- _TASK OBJECTIVE_: All that is required is the number of lines in this listing that hold "white".

- _GIVEN ENTRIES_:
——

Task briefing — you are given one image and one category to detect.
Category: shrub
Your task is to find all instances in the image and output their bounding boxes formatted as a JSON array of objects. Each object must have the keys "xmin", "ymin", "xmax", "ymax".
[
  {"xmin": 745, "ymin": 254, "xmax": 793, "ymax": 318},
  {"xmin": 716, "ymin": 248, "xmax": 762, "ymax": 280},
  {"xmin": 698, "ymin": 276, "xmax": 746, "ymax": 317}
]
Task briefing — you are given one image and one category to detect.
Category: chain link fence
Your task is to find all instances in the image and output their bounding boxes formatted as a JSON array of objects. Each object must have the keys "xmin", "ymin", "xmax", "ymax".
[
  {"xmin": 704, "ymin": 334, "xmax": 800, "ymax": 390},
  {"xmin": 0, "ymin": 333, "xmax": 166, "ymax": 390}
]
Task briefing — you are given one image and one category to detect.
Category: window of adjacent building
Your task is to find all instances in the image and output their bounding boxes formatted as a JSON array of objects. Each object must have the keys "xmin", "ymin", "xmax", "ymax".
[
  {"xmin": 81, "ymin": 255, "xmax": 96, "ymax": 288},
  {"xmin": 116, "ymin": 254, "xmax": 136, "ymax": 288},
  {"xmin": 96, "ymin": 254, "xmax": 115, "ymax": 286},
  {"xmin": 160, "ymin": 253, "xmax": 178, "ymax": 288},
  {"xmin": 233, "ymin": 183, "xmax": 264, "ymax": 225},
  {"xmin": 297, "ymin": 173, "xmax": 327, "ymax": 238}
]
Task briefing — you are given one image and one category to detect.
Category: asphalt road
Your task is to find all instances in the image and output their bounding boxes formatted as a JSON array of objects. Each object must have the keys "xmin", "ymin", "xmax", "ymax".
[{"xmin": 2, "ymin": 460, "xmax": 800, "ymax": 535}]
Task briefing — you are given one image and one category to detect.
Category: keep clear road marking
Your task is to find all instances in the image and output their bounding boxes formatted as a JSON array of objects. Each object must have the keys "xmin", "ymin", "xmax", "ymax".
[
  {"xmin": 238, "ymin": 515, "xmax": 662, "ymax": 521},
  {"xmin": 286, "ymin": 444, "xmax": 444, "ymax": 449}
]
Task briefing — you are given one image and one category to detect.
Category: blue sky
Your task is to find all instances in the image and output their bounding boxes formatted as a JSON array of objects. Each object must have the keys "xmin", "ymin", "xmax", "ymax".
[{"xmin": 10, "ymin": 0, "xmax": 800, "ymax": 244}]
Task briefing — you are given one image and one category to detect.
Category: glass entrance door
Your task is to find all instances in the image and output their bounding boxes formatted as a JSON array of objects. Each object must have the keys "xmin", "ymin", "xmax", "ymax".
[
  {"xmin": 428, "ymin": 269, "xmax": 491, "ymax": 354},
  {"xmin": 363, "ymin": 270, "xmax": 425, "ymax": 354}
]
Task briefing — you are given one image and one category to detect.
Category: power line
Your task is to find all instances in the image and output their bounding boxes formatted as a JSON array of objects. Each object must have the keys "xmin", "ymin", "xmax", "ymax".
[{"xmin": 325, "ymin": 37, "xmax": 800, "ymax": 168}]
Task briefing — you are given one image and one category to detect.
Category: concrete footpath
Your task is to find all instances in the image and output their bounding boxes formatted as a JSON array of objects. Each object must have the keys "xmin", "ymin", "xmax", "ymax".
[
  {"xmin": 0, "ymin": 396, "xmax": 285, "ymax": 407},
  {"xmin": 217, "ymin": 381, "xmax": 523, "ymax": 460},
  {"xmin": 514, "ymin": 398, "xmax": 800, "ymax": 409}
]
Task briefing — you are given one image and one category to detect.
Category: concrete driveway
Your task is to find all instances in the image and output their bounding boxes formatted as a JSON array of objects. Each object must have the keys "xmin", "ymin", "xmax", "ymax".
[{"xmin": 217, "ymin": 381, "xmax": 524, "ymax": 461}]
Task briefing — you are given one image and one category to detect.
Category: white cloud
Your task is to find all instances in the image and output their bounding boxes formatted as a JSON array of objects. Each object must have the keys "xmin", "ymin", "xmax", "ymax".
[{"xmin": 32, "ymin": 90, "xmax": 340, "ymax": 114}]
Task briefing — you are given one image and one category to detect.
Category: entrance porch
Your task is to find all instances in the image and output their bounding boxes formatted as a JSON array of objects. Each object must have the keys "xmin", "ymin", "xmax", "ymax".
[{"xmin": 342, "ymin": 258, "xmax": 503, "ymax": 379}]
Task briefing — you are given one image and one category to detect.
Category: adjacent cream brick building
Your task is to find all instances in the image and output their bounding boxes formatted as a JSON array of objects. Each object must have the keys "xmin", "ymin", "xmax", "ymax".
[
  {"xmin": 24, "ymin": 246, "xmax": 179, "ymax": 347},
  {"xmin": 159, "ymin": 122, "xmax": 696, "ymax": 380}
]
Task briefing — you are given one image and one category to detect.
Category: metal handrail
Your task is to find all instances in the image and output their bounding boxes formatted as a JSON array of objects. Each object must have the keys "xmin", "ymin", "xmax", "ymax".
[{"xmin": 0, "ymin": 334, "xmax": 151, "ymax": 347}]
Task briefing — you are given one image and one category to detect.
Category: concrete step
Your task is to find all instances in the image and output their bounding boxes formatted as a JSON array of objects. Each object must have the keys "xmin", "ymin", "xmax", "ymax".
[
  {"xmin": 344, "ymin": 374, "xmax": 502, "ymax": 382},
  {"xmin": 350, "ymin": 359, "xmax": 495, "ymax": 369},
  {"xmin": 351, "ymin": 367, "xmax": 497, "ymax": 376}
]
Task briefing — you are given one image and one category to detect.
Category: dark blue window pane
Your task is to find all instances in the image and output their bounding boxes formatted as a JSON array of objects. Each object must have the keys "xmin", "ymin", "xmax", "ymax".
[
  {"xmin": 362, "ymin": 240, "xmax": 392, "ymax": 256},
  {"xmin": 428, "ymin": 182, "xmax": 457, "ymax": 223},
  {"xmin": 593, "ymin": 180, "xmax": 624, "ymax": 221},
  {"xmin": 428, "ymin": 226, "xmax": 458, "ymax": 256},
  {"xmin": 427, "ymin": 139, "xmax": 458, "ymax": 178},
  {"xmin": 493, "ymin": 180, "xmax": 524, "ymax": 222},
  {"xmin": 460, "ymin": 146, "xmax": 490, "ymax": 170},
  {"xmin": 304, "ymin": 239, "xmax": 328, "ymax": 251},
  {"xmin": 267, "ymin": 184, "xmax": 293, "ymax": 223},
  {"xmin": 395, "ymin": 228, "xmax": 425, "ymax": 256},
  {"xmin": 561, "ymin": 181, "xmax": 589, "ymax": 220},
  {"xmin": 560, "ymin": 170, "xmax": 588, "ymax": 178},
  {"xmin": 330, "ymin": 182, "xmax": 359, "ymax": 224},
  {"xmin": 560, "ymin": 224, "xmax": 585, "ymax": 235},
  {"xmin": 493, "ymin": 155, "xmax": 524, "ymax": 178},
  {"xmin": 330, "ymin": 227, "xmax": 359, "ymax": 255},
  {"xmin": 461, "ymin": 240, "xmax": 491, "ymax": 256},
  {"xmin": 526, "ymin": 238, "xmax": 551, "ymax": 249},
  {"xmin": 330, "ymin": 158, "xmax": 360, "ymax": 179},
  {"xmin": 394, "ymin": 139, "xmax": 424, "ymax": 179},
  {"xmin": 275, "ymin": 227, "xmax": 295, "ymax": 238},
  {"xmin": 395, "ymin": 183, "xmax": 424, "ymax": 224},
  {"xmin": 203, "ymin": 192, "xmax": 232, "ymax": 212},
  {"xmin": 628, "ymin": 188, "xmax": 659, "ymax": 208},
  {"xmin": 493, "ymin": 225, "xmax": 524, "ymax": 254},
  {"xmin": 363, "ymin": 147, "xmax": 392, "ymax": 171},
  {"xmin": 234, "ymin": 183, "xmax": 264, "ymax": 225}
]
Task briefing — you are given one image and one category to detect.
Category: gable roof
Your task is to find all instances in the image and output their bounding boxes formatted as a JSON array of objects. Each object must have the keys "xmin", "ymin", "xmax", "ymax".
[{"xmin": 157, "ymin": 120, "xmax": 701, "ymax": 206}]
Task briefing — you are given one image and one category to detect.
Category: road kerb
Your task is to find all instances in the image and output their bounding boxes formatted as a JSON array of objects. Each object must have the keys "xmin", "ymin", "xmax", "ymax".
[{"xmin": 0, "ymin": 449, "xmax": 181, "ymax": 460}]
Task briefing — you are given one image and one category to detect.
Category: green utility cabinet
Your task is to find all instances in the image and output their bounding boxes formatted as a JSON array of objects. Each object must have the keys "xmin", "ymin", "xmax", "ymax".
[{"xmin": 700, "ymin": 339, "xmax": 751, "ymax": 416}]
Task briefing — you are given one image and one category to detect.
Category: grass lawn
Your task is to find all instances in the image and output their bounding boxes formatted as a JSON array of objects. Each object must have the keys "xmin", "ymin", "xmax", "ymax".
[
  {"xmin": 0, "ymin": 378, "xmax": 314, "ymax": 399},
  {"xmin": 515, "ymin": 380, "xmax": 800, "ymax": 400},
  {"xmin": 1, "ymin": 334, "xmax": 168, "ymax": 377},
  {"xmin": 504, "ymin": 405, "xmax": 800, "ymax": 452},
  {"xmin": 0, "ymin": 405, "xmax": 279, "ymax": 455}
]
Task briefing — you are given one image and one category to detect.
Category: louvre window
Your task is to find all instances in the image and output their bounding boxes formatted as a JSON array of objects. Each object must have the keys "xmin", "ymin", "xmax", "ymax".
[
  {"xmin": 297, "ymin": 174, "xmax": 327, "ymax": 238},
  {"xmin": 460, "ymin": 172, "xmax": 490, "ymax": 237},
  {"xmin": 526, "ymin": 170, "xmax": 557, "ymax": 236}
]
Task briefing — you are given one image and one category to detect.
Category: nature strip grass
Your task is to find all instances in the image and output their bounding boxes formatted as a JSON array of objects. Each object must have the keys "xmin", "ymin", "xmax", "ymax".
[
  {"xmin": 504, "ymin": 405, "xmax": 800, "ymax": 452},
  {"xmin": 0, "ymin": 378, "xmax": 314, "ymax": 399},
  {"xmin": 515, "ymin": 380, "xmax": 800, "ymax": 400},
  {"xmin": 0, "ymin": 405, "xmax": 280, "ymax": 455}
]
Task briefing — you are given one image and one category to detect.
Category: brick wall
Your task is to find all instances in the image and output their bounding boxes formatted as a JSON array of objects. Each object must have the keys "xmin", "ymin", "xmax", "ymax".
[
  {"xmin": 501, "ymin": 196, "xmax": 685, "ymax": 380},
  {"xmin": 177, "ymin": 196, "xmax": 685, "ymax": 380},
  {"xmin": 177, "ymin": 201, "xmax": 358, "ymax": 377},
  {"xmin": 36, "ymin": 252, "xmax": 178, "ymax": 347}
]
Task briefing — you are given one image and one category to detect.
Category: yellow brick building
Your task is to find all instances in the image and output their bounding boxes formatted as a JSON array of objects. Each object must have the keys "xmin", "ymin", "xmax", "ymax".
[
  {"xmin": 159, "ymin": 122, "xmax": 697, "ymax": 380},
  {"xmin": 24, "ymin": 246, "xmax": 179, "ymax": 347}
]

——

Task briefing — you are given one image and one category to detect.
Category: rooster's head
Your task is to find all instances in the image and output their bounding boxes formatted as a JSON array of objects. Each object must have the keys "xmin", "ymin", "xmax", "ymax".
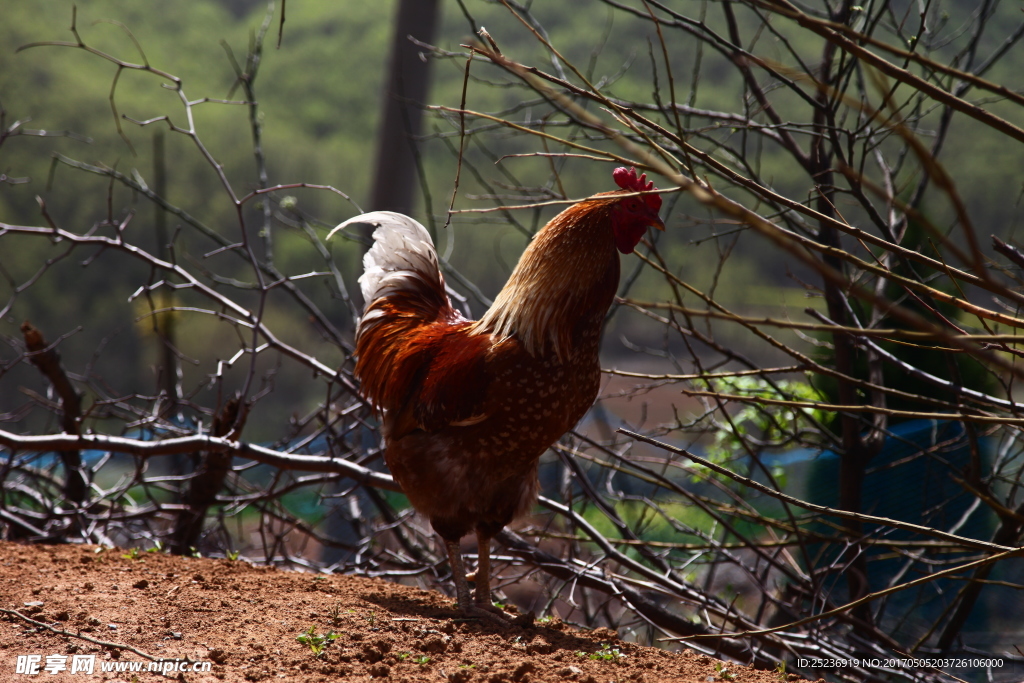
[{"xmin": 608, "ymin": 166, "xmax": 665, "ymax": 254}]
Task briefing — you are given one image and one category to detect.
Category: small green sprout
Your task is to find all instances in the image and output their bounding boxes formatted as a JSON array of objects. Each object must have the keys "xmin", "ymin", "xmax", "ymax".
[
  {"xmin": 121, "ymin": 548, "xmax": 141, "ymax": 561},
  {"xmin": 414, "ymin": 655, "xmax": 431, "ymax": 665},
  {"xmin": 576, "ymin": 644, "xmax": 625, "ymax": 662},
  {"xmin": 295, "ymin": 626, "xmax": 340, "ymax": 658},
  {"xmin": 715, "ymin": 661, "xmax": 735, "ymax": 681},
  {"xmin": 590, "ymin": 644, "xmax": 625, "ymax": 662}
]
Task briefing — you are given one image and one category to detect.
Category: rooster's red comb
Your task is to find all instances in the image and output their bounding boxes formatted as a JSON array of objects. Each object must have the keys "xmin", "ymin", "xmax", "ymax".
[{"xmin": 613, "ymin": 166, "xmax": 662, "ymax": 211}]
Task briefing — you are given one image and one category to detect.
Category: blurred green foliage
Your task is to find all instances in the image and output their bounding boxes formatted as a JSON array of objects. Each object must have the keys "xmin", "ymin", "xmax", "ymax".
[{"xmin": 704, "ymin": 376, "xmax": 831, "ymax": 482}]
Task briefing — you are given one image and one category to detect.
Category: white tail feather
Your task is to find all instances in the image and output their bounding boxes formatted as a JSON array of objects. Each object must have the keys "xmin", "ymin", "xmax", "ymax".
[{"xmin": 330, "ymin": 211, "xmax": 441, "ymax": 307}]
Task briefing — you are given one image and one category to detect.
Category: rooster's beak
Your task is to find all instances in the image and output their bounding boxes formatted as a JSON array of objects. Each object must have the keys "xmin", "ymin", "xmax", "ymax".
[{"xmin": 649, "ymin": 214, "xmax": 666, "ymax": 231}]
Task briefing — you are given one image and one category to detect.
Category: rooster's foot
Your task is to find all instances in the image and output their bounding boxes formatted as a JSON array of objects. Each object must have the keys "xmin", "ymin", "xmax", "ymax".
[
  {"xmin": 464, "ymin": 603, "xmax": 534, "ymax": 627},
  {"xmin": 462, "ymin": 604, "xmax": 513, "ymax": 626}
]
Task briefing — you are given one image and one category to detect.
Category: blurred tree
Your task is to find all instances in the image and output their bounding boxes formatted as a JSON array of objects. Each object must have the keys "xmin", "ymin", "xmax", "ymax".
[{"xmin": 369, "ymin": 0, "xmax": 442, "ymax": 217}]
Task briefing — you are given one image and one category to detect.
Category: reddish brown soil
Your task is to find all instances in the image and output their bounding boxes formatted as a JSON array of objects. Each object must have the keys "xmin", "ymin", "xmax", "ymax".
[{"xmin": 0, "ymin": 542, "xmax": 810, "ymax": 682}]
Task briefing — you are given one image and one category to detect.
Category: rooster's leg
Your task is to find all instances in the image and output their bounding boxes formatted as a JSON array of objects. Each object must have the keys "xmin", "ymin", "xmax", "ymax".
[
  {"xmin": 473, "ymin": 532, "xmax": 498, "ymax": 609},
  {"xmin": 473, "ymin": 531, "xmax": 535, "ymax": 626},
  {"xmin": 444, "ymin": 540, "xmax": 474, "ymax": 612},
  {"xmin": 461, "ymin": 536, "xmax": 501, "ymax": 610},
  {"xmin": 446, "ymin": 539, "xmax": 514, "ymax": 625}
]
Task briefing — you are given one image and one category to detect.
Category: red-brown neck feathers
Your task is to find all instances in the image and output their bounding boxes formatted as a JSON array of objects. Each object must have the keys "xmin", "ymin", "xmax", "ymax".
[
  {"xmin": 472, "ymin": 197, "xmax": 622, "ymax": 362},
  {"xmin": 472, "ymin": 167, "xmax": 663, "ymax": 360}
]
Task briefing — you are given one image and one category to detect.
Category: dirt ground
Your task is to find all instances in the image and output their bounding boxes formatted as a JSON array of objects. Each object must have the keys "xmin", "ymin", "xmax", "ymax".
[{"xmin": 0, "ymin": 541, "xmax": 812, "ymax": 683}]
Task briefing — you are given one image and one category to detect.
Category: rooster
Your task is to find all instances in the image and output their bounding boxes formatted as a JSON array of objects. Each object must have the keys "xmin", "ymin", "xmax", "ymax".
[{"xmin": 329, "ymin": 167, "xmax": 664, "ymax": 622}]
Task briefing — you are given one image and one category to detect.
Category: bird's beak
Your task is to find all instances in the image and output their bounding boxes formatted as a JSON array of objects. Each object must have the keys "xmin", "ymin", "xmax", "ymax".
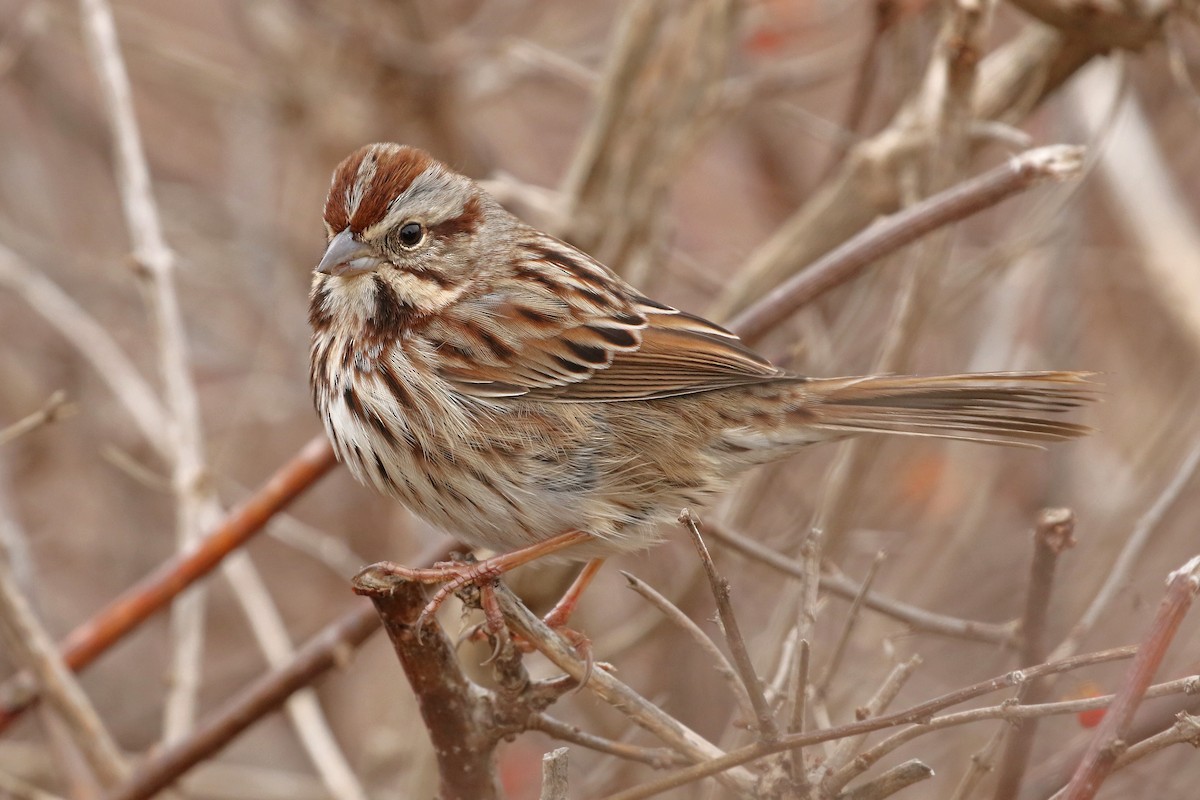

——

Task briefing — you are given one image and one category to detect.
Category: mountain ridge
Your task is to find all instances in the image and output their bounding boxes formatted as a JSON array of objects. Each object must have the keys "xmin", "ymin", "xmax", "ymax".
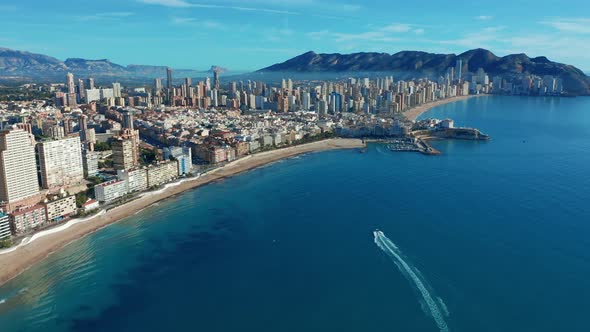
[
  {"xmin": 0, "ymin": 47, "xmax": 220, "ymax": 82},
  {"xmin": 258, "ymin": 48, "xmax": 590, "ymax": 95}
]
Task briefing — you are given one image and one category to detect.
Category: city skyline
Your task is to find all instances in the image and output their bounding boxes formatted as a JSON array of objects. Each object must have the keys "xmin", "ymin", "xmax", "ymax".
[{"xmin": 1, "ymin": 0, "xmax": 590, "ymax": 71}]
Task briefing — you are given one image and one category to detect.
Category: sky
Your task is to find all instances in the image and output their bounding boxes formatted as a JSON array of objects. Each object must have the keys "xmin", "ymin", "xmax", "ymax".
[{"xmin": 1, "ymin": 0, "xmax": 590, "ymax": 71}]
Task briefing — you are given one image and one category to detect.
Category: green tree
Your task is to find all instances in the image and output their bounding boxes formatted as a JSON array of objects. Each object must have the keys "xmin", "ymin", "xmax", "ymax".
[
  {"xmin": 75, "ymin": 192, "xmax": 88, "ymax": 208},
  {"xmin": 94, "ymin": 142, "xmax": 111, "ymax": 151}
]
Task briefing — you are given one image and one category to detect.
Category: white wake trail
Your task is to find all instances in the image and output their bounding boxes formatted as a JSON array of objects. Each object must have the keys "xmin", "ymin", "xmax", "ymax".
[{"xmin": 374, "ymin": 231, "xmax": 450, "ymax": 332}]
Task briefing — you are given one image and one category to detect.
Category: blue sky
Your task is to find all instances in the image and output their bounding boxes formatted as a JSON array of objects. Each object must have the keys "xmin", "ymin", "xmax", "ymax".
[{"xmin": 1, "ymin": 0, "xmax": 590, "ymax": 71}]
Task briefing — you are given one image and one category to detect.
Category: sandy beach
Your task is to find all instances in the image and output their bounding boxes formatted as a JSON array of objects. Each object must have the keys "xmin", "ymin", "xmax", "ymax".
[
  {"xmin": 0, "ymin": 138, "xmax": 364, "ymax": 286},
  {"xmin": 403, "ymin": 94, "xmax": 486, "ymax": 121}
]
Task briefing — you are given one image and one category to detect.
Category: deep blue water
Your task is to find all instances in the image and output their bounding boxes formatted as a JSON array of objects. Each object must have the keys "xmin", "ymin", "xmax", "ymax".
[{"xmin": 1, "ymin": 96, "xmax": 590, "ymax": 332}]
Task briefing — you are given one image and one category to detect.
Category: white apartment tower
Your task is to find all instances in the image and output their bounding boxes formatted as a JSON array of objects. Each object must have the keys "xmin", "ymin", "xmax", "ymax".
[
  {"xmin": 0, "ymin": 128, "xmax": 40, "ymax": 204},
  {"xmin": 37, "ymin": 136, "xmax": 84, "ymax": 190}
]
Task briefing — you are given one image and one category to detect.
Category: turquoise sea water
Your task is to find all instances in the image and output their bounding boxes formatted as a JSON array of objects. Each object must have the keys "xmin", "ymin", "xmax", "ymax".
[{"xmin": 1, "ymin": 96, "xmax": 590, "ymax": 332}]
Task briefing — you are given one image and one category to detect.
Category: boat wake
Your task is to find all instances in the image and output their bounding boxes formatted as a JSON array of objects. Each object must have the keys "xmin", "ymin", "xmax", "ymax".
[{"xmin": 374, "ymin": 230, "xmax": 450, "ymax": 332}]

——

- _SOLUTION_: 4